■ Gegebener Text ■
------------------------------------------------------------------------

# com port probleme



## moeller (11 September 2006)

Hallo,

habe eine alte Software, ein VB Programm, das in win95er Zeiten geschrieben wurde.

Jetzt ist der PC verreckt, und es wird ein WinXP System verwendet, das aber Probleme macht.

Die Serielle Schnittstelle funktioniert mit diesen Programm nicht, glaube das ist daher da das Programm Die Schnittstelle unter WinXP nicht direkt ansprechen kann/darf. 

Die Kombatibilitätsmoden hab ich auch schon durch.

Kann mit hier jemand weiterhelfen ? 

thx


----------



## Jim Knopf (11 September 2006)

Hi, vielleicht lässt sich der Com Port im Bios zuweisen.
Startet denn das Programm richtig? Ist es dirket für Win95 oder doch evtl DOS oder Win 3.11?

------------------------------------------------------------------------

■ Inhalt des Datensatzes ■
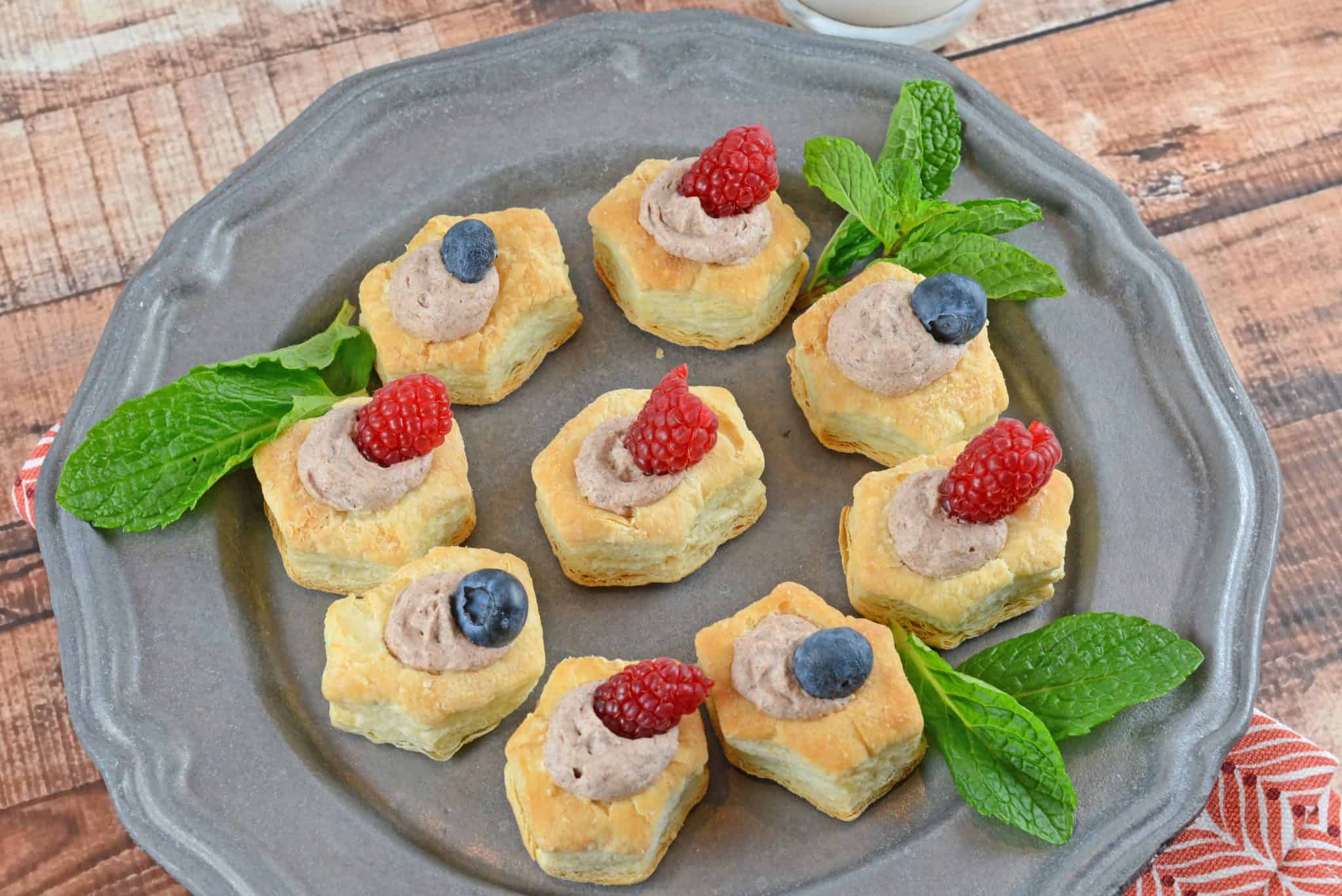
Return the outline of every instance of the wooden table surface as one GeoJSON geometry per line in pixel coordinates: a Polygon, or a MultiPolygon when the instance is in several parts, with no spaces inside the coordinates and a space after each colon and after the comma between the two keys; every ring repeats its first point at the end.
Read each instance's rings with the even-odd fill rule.
{"type": "MultiPolygon", "coordinates": [[[[327,86],[577,12],[705,4],[195,5],[4,4],[4,476],[164,228],[327,86]]],[[[710,5],[778,20],[770,0],[710,5]]],[[[945,52],[1118,181],[1206,294],[1284,478],[1259,705],[1342,752],[1342,0],[988,0],[945,52]]],[[[38,543],[3,504],[0,893],[180,891],[75,739],[38,543]]]]}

------------------------------------------------------------------------

Schreib den gegebenen Text ab der Stelle mit „Die Serielle Schnittstelle“ bis einschließlich „Knopf (11 September 2006)“ neu und benenne dabei „WinXP“ in „Windows XP“ um.

■ Gelöste Aufgabe ■
Die Serielle Schnittstelle funktioniert mit diesen Programm nicht, glaube das ist daher da das Programm Die Schnittstelle unter Windows XP nicht direkt ansprechen kann/darf. 

Die Kombatibilitätsmoden hab ich auch schon durch.

Kann mit hier jemand weiterhelfen ? 

thx


----------



## Jim Knopf (11 September 2006)